▶ STATED EXERCISE 1:
According to the public utilities text, who typically owns publicly owned utilities?
▶ STATED EXERCISE 2:
Duplicate the portion of the public utilities text starting at "Descriptive Features" and ending at "the regulatory process.".
▶ STATED EXERCISE 3:
Write the next part of the public utilities text, picking up after its final sentence.

▶ SOURCE TEXT:
-=-=-=-=-

Public Utilities provide public goods/collective goods such as electricity, natural gas supplies, land line phone services, water, sewage service and meet a variety of other infrastructure needs.

Contents

Economic Organization

Most public utilities are either publicly owned enterprises (typically, but not always, supported by user fees), or a private firms granted a government monopoly that are regulated to prevent customers from being overcharged or provided with inferior service that would normally be expected from a monopoly provider. Publicly owned utilities are typically owned either by municipalities or by special districts created for the purpose of providing utility type services. For historical and tax reasons, public utilities are also the primary issuers of "preferred stock" which is a hyrbrid of bonds, in that they have an expected fixed rate of income returns, and stocks, in that they do not have a contractual obligation to pay stockholders their dividends on time if their cash resources do not permit them to do so.

When organized as private corporations, public utilities are not subject to many of the governmental rules related to government contracting and civil service rules that apply to true governmental agencies, although public utilties do tend to have high rates of unionization.

Descriptive Features

Public utilities tend to be optimized for reliability, rather than innovation, tend to have relatively transparent billing and pricing practices, and tend to be kept simple with few, highly homogeneous product lines. While not traditionally through of as a public utility, the United States Postal Service is organized as a publicly owned public utility.

This flows largely from the regulatory process.

-=-=-=-=-

▶ DATA SECTION:
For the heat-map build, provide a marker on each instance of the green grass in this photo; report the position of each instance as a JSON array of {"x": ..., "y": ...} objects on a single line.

-=-=-=-=-

▶ EXERCISE ANSWER 1:
Municipalities or special districts created to provide utility-type services.

▶ EXERCISE ANSWER 2:
Descriptive Features

Public utilities tend to be optimized for reliability, rather than innovation, tend to have relatively transparent billing and pricing practices, and tend to be kept simple with few, highly homogeneous product lines. While not traditionally through of as a public utility, the United States Postal Service is organized as a publicly owned public utility.

This flows largely from the regulatory process.

▶ EXERCISE ANSWER 3:
Public utilities often have a good record for providing services at a reasonable price. For example, the United States Postal Service charges less to mail a letter than postal services in almost any other country in the developed world, despite serving a much larger geographical area than most postal systems, despite receiving only very modest government subsidies and experiencing eroding monoply, as overnight delivery services, faxes and e-mail eat into its letter delivery market.

Enviromental Impact

Public utilities are typically the companies that make the operational decision on what kinds of power plants to build, what pollution controls to invest in, how to dispose of solid waste from urban areas, and how to treat drinking water. Public utilities are the wholesale purchasers or producers of the vast majority of coal, natural gas, wind power, hydroelectric power and nuclear power in the United States. Public utilities also have a decisive impact on sprawl because high density subdivisions cannot be built without power, natural gas, landline phone, water and sewage service.

Deregulation

Conservatives have pushed hard to deregulate public utilities, although arguments for deregulation of public utilities have often been weaker than those in other industries.

Many observers have attributed the Enron collapse, in part to efforts to deregulate electricity markets, as Enron was the biggest player in the newly deregulated energy trading markets and is known to have manipulated those markets in order to exploit California utility consumers with artificially high prices.

Long distance phone service has been completely deregulated (most local service phone companies in existence today are sucessors to a one time monopoly Bell telephone company), with mixed results (one of the major bankrupcies of the 1990s was the MCI-World Com, one of the leading providers of long distance service and the Qwest phone company is being investigated on multiple fronts for alleged improprieties).

Local phone line deregulation is partial at best, because competitors use existing local phone lines in exchange for a governmentally set fee, and has only been allowed in markets where there is some genuine competition.

Another difficulty in utility regulation is seperating unregulated services (such as premium phone packages) from regulated services (such as basic long distance services). In theory, regulated activities are not supposed to be used to subsidize unregulated services, and regulated services are supposed to be insulated from the financial misfortunes of unregulated businesses, so that after the fact subsidies do not occur.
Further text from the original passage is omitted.